- Trecho fornecido -
Desde então, foram quatro anos de intensa investigação. A Polícia Civil não chegou a concluir o inquérito. O MP apontou dois suspeitos – o ex-marido de Cláudia João Morato Fernandes e o filho, João Félix, mas a falta de material probatório resultou no arquivamento. Desde então, é apenas silêncio. Sem nenhum indício que motivasse a reabertura das investigações. João Fernandes faleceu vítima de um câncer no ano passado e pessoas próximas à família dizem que ele teria morrido lamentando por não conseguir comprovar sua inocência.

O que fica são as lembranças

Aos 90 anos, dona Zilah Pinho, que hoje vive em um lar de longa permanência, conta com lucidez e lembranças carinhosas da filha. O retrato na cabeceira da cama é descrito com precisão. “Ela estava na França. Foi a trabalho para a Alemanha e o atual marido, o Pedro, disse que iria só se ele pudesse mostrar Paris. Como ela levava o chimarrão para todo o lugar, chamou a atenção de pessoas que queriam tirar fotos”, detalha.

Por um bom tempo, Zilah escreveu cartas para a filha, mas como está debilitada, não consegue mais. “Fiquei todo esse tempo sem ela. A Cláudia era tudo na minha vida e lembro de todos os momentos, como quando íamos lá para os fundos [da casa na avenida Fernando Osório] nas árvores. Ela adorava o pátio”, recorda. Sobre o que aconteceu com a filha, Zilah é direta: “pegaram ela e mataram”.  Espírita e ex-frequentadora do Lar Espírita Irmão Fabiano de Cristo, ela diz que a filha só vai aparecer em espírito. “A Cláudia está muito bem no mundo espiritual”, garante.

A amiga Eliza Komninou diz que os dias que se aproximam da data de hoje ela fica muito sensível, pois ainda é difícil de entender o que aconteceu. É quando procura lembrar com carinho da amizade e dos dotes da professora, como fazer artesanato em madeira concretizado no banquinho com a gravura de vários gatos. “Animal que eu e ela sempre amamos. Tem acabamento em verniz craquelê. Fica no meu quarto, e eu olho para ele todos os dias”, relata. Para a amiga, a frase impressa na gravura sempre lhe traz consolo nos dez anos de saudade. “Os verdadeiros tesouros são os amigos que podemos guardar para sempre em nossos corações.” Para a amiga, faltou tempo para Cláudia mudar o curso da sua vida.

Homenagens

Na sala dos professores do Curso de Biotecnologia da UFPel os pertences de Cláudia seguem intactos. Seus sucessores não têm coragem de mexer no legado da então coordenadora, que dedicou a vida a pesquisas e cuidados com o Laboratório. Na sala onde ela ficava, o jaleco foi emoldurado, assim como a faixa de homenageada da turma de 2015, ano em que desapareceu. No quadro dos formandos, só a foto dela não é padronizada, pois só estava presente na memória dos alunos. Para quem conviveu com Cláudia, ainda faltam peças do quebra-cabeças.

- Solicitação a -
Na listagem, substitua "marker" por "pin" nas linhas que começam com a que contém "Can you see the wooden privacy" e seguem até a que contém "[[232, 271]]", ambas incluídas. Reescreva somente essas linhas, sem nenhuma outra alteração.

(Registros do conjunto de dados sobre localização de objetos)
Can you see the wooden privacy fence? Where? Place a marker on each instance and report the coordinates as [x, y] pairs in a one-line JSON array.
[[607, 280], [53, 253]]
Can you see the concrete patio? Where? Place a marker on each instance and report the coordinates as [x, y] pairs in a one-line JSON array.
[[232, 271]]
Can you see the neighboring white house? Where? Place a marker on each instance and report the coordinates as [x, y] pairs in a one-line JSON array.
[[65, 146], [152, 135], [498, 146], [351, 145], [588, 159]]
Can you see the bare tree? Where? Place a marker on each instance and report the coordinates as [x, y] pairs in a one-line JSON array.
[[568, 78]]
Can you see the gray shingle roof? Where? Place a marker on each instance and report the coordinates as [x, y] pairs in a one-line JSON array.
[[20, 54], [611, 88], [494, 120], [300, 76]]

---

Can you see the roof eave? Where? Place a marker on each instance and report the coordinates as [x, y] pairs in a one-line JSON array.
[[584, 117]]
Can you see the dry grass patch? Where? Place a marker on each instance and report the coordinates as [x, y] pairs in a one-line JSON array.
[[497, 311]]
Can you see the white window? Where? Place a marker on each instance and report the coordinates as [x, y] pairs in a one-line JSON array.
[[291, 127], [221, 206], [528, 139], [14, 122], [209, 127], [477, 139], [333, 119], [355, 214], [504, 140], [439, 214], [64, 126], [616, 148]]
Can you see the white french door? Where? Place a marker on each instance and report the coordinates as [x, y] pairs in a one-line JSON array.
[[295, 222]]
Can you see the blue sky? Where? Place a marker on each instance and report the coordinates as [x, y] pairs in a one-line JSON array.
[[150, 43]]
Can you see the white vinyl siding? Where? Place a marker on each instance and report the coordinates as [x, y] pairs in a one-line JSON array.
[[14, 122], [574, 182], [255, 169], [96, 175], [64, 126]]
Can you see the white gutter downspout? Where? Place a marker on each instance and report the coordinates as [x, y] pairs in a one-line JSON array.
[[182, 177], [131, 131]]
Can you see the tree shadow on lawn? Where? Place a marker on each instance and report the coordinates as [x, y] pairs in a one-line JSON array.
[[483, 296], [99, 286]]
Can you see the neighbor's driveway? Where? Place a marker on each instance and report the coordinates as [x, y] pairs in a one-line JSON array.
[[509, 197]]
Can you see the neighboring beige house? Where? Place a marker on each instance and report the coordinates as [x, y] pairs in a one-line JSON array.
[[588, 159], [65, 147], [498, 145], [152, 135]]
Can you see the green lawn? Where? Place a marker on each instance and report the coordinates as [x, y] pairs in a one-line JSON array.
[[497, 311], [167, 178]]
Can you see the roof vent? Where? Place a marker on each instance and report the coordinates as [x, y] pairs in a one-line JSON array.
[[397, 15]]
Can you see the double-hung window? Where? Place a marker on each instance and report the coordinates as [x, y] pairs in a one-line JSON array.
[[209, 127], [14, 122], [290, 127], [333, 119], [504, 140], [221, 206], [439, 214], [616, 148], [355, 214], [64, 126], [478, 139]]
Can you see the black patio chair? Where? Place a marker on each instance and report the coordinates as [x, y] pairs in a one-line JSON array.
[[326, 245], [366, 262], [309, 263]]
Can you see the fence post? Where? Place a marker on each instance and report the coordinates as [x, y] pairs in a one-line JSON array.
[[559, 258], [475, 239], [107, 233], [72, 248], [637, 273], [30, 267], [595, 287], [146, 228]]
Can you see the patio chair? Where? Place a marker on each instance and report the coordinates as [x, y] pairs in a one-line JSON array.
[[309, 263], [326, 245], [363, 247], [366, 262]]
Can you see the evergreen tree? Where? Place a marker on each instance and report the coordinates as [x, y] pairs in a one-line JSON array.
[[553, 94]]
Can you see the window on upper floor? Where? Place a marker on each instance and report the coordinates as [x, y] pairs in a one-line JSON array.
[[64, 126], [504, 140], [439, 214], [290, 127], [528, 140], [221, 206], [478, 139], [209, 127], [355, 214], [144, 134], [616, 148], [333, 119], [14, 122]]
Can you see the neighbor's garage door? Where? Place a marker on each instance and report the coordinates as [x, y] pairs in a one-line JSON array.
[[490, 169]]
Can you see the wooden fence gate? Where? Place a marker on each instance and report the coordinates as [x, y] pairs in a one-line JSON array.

- Solicitação b -
Dê prosseguimento ao texto sobre o desaparecimento da professora Cláudia a partir da última frase apresentada.

- Resultado a -
Can you see the wooden privacy fence? Where? Place a pin on each instance and report the coordinates as [x, y] pairs in a one-line JSON array.
[[607, 280], [53, 253]]
Can you see the concrete patio? Where? Place a pin on each instance and report the coordinates as [x, y] pairs in a one-line JSON array.
[[232, 271]]

- Resultado b -
“É difícil”, resume a professora Mariana Remião. Ex-aluna e depois colega, a ligação com Cláudia ainda é muito forte e por isso, a jovem ainda está em busca de respostas. “Você gira em torno da esperança de se ter uma resposta ao menos para se conseguir botar um ponto final. Assim nos daria um certo conforto, uma certa paz”, deseja. Para ela e quem conviveu com a professora, mesmo dez anos depois, a sensação é que em qualquer momento ela pode voltar. “A gente não sabe o que que aconteceu, temos desconfianças, mas tudo sem conclusão, e isso causa um sentimento muito estranho”, relata.

No Laboratório que leva o nome da professora, as pesquisas seguem mesmo em período de recesso acadêmico. No retorno, no final do mês, a equipe de Biotecnologia pretende homenagear Cláudia instalando um banco vermelho, no mesmo modelo que o da praça Coronel Pedro Osório, inaugurado no Dia Internacional da Mulher, como símbolo de luta contra a violência de gênero e para encorajar mais pessoas a denunciar. Em novo endereço, o Centro de Referência ao Atendimento à Mulher em Situação de Violência Professora Cláudia Pinho Hartleben é outro espaço dedicado a ela. O Cram viabiliza o atendimento de mais mulheres vítimas da violência.

Evidências

Para chegar às respostas que a sociedade pelotense busca, o caso precisaria ser reaberto. E somente uma nova evidência, um fato novo colocaria a polícia em nova investigação, mesmo sem a presença do corpo. Quem explica a situação é o advogado criminalista, professor da UFPel e promotor de Justiça aposentado, José Fernando Gonzalez. “Sempre é possível um outro desfecho em qualquer crime, dependendo das circunstâncias da investigação. A falta do corpo, por si só, não impede que haja um desfecho”, esclarece. Neste caso, o impeditivo apontado pelo especialista é falta de elementos que permitam o corpo de delito indireto (provar que uma pessoa morreu por outro modo que não seja o exame do cadáver) ou mesmo que se permita o apontamento minimamente concreto da autoria.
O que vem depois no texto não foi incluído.